- **Extract to read**:
>> BEGIN

# Pictures



## dacdots (Oct 1, 2005)

Hey there,does anyone know about uploading pics to your personal album.I see other pics but when I try it tells me my pics are to large.I see other pics that are no larger than mine.Mine are taken with a regular dig. camera and I dont understand,please advise.


----------



## smokin_all_night (Oct 1, 2005)

I admit that I don't quite understand your issue but here are some tips that might help. Pictures from digital cameras are quite large in filesize. The cameras do little processing on them. The quality is therefore the best that it can be to allow for post processing (the larger filesize leaves in all the details that post processing can benefit from). If you open your digital pictures with a program like Lview Pro (an inexpensive great image processing tool) and then simply re-size your picture to 640x480 and save it as type "jpg", it will reduce in size as much as a factor of 10. It then can easily be posted to forums llike this one. It is an unkind thing to the forum and other users to post large un-processed images as this slows the forum load time down for everyone and kills those that have dialup connections. To import a picture form a forum, you can usually right click on an image and "save as" to a local directory on your computer, If it is in the wrong format .bmp and you want .jpg for exmple, then open it with Lview and then simply save it agian in the format that you want.

Hope this helps.

Regards,
Aubrey Page


----------

>> END

- **Direction A**: In the forum thread about uploading pictures, to what dimensions does the reply suggest resizing a digital photo?
These records are unrelated to the forum thread.

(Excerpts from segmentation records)
>> BEGIN

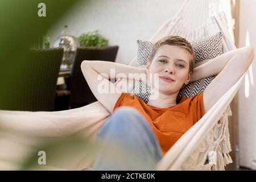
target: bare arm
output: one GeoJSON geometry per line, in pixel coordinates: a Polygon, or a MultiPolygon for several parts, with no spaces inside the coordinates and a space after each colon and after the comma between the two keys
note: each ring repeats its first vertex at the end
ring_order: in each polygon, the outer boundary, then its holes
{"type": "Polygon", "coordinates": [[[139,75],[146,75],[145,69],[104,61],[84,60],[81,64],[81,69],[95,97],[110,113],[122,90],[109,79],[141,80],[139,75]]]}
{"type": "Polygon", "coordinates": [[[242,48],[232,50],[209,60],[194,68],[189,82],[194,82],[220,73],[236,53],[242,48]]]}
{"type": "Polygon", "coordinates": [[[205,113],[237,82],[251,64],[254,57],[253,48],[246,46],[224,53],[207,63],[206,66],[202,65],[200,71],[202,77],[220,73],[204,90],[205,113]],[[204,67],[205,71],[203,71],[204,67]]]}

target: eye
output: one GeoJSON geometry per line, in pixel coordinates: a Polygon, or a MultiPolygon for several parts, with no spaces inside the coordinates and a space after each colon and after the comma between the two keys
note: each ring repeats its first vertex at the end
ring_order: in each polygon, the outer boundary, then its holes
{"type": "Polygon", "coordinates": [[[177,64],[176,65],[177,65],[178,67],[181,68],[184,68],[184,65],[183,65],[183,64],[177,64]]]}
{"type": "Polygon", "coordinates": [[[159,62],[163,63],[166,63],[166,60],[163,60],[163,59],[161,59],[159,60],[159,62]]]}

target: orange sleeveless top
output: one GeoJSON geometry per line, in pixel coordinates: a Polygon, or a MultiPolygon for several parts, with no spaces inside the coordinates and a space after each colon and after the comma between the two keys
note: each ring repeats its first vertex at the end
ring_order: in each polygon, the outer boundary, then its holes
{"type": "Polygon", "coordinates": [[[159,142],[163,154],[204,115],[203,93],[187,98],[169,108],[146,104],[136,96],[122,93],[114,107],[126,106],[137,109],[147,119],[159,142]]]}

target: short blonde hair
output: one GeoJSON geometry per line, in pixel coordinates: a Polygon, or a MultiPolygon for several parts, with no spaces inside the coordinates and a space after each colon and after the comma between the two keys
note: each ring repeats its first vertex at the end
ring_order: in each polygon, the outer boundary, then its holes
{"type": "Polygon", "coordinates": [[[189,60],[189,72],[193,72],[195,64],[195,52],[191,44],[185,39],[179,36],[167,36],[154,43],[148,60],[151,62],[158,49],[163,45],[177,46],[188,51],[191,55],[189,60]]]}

>> END
>> BEGIN

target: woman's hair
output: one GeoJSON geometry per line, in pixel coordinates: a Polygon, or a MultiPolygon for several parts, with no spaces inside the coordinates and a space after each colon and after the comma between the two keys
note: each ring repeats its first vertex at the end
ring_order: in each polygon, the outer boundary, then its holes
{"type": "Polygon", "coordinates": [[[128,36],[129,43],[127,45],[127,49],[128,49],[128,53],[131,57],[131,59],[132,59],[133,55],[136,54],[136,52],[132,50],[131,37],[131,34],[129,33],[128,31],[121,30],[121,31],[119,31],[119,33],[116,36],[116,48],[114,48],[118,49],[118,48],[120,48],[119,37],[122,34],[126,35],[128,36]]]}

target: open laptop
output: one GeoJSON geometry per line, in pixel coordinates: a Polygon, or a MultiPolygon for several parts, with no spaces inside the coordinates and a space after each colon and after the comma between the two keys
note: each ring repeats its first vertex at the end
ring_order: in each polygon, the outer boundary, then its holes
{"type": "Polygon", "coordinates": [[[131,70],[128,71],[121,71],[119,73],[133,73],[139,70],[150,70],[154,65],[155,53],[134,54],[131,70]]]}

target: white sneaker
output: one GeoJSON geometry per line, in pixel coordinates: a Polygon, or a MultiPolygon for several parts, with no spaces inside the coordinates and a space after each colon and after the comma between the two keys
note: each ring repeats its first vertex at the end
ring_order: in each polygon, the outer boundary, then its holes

>> END

- **Direction B**: Which lines of the records contain the string "target"? Show each one.

- **Task solution A**: 640x480

- **Task solution B**:
target: bare arm
target: eye
target: orange sleeveless top
target: short blonde hair
target: woman's hair
target: open laptop
target: white sneaker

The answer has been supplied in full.